**What the task asks**
Please copy the records below word for word, every line of each one, but leave out the pictures.

——————————

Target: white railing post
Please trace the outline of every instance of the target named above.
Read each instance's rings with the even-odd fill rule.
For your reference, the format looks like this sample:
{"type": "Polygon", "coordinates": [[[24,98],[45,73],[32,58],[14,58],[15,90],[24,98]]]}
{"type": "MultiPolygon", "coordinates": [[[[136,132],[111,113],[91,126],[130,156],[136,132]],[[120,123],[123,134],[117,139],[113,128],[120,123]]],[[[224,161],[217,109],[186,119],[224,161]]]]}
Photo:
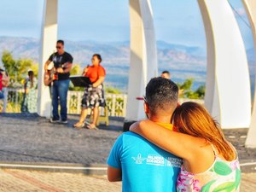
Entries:
{"type": "Polygon", "coordinates": [[[7,103],[8,103],[8,88],[3,89],[3,113],[6,113],[7,103]]]}

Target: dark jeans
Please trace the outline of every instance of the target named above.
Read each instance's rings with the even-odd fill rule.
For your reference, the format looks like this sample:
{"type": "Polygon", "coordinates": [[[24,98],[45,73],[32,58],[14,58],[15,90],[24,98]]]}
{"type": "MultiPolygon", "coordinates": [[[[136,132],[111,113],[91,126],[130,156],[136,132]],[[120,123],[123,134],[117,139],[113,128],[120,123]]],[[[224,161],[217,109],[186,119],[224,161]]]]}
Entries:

——————————

**Result below**
Target: white railing post
Please trace the outline of every instance of the target named above.
Read each instance's rings with the even-odd fill rule.
For your reference, the format looks like this sample:
{"type": "Polygon", "coordinates": [[[24,98],[45,73],[32,58],[14,58],[15,90],[24,98]]]}
{"type": "MultiPolygon", "coordinates": [[[[136,132],[111,113],[91,126],[130,156],[136,132]],[[120,123],[123,134],[117,139],[113,128],[120,123]]],[[[224,161],[217,109],[186,119],[224,161]]]]}
Photo:
Entries:
{"type": "Polygon", "coordinates": [[[7,103],[8,103],[8,88],[3,89],[3,113],[6,113],[7,103]]]}

Target: dark jeans
Please trace the outline of every instance of the target named above.
Read each instance's rings with the even-odd fill rule.
For your reference, the format looks like this sample:
{"type": "Polygon", "coordinates": [[[24,98],[45,73],[32,58],[14,58],[15,90],[24,98]]]}
{"type": "MultiPolygon", "coordinates": [[[[136,132],[111,113],[91,126],[130,156],[136,132]],[[120,123],[123,134],[117,139],[113,128],[120,123]]],[[[224,161],[217,109],[186,119],[224,161]]]]}
Entries:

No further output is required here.